**Records provided:**
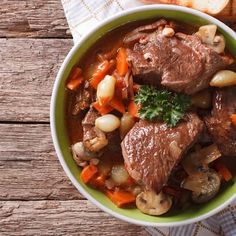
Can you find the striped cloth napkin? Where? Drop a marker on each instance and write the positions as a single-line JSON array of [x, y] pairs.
[[82, 15]]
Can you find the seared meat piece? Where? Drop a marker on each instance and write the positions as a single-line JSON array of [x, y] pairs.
[[83, 98], [219, 124], [181, 63], [93, 139], [152, 150]]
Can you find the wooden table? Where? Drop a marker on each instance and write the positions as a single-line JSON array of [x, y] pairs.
[[36, 197]]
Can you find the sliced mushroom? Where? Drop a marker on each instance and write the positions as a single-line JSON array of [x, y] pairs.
[[204, 185], [153, 204], [97, 143], [80, 154]]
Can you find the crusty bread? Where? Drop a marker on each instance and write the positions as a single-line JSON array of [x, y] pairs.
[[212, 7]]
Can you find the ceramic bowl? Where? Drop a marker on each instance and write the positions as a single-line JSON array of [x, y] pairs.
[[59, 134]]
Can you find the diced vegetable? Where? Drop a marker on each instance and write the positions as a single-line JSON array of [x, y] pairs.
[[152, 203], [136, 87], [122, 64], [121, 198], [233, 119], [119, 174], [223, 170], [117, 104], [75, 79], [98, 181], [106, 90], [103, 110], [133, 109], [107, 123], [100, 73], [88, 172], [207, 33], [126, 123]]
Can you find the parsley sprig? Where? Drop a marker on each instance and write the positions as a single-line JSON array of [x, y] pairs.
[[162, 105]]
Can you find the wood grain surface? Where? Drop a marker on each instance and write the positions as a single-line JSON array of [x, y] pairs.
[[36, 197]]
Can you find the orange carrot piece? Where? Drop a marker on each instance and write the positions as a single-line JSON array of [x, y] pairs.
[[121, 198], [98, 181], [103, 110], [88, 172], [223, 170], [99, 73], [233, 119], [133, 109], [136, 87], [75, 79], [122, 64], [75, 73], [74, 84], [117, 104]]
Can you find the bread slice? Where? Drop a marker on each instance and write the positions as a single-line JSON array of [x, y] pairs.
[[212, 7]]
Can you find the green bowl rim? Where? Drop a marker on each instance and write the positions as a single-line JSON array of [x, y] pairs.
[[53, 111]]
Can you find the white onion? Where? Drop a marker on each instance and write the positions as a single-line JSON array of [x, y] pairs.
[[126, 123], [207, 33], [106, 89], [119, 174], [107, 123], [224, 78]]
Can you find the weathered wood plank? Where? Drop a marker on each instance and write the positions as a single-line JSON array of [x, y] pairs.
[[78, 217], [33, 18], [45, 18], [29, 169], [27, 72]]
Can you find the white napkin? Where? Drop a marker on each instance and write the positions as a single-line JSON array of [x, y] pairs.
[[82, 15]]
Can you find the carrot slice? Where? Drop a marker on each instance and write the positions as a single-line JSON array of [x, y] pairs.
[[136, 87], [233, 119], [133, 109], [75, 83], [122, 64], [223, 170], [121, 198], [88, 172], [75, 79], [117, 104], [98, 181], [103, 110], [99, 73]]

**Your goal:**
Extract every line of the records above verbatim, leaving out the picture.

**Answer for this exercise:**
Can you find the striped cloth napkin? Where? Drop a marker on each instance and write the positions as a single-line JSON array of [x, y] pairs.
[[82, 15]]
Can you find the seared meat piece? Where? Drop a marker on each instance and write the positions as a single-line JSON array of [x, y] pairs.
[[83, 98], [219, 124], [181, 63], [93, 139], [152, 150]]
Can you find the wooden table? Where? Drop a marker on each instance and write the positions as a single-line JSON array of [x, y] pairs.
[[36, 197]]
Can you find the sliced mushroom? Where? Drop a marker on each instance and write the positions as a single-line JSON array of [x, y] pairs.
[[204, 185], [153, 204], [97, 143], [80, 154]]
Can you find the crusty bread? Where? Drop a marker on each instance and write the positions as a single-line JSON array of [x, y] pairs.
[[212, 7]]
Can you find the ceramic bowl? Where? Drop a marker on each instance and write the positions as a single-line JSON array of [x, y] pairs.
[[59, 134]]
Can you find the diced vegetable? Where? Drop a marker on each instance and write the positions as a single-line JSON array of [x, y] pairs.
[[152, 203], [136, 87], [122, 64], [121, 198], [233, 119], [119, 174], [223, 170], [117, 104], [75, 79], [98, 181], [106, 90], [103, 110], [133, 109], [107, 123], [100, 73], [88, 172], [207, 33], [126, 123]]
Can you find the parsley sprig? Where? Drop a marker on each instance and write the positions as a single-line JSON array of [x, y] pairs.
[[162, 105]]
Can you find the wood grain surface? Where? Drop a marker on each instance and write the positions as a single-line JSON array of [x, y] pairs.
[[36, 197]]
Can you find the orange carrot piece? Where? Drop a marker on each instance and write the positions as a single-line JSON array of [x, y] pairs.
[[121, 198], [98, 181], [103, 110], [88, 172], [223, 170], [99, 73], [233, 119], [133, 109], [136, 87], [75, 79], [122, 64], [75, 73], [74, 84], [117, 104]]
Can you find the bread slice? Where? Drop a marker on each instance and write the positions as a single-line JSON array of [x, y] pairs.
[[212, 7]]
Can you find the green bowl rim? Where? Drop a marker on each instance and write the positions as a single-line JSON array of [x, y] pairs.
[[53, 111]]
Can you find the white onion? Where? Drop a marker on each instance and write the positions as a single-line JSON array of [x, y] pairs.
[[126, 123], [207, 33], [106, 89], [119, 174], [107, 123], [224, 78]]
Can you find the weathered wood plank? Where? Drop a marker on each instance and write the positions as a single-line JSON array of [x, y] pairs.
[[78, 217], [33, 18], [45, 18], [29, 169], [27, 72]]
Can you find the white napkin? Where? Drop a marker on each instance and write the positions as a single-line JSON array of [x, y] pairs.
[[82, 15]]
Can you find the carrot slice? Where? Drop a marker on each instance and write the positions as a single-line JSON array of [x, y] pairs.
[[136, 87], [233, 119], [133, 109], [75, 83], [122, 64], [223, 170], [121, 198], [88, 172], [75, 79], [117, 104], [98, 181], [103, 110], [99, 73]]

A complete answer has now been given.